## [Exercise objective]
Would you give the listing back word for word once its pictures are removed?
[[ Available data open ]]
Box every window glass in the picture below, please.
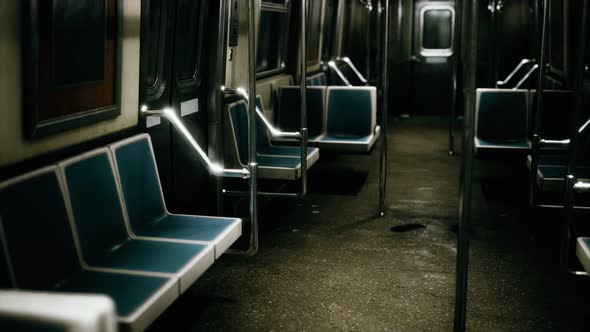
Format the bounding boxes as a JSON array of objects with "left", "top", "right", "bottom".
[
  {"left": 306, "top": 0, "right": 323, "bottom": 64},
  {"left": 321, "top": 0, "right": 337, "bottom": 61},
  {"left": 175, "top": 0, "right": 205, "bottom": 82},
  {"left": 549, "top": 0, "right": 564, "bottom": 72},
  {"left": 422, "top": 9, "right": 452, "bottom": 49},
  {"left": 257, "top": 3, "right": 290, "bottom": 74}
]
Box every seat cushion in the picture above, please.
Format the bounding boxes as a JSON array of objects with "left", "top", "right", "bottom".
[[ Available data closed ]]
## [Solved problem]
Box every window glass in the picture below, please.
Format the bounding boxes as a JSON array of objects with "left", "top", "right", "bottom".
[
  {"left": 306, "top": 0, "right": 323, "bottom": 64},
  {"left": 321, "top": 0, "right": 337, "bottom": 61},
  {"left": 175, "top": 0, "right": 205, "bottom": 82},
  {"left": 549, "top": 0, "right": 564, "bottom": 72},
  {"left": 422, "top": 9, "right": 452, "bottom": 49},
  {"left": 257, "top": 3, "right": 290, "bottom": 74}
]
Box every seat cushion in the picture above, please.
Format the bounding boxes as a JSON array of objects with "left", "top", "right", "bottom".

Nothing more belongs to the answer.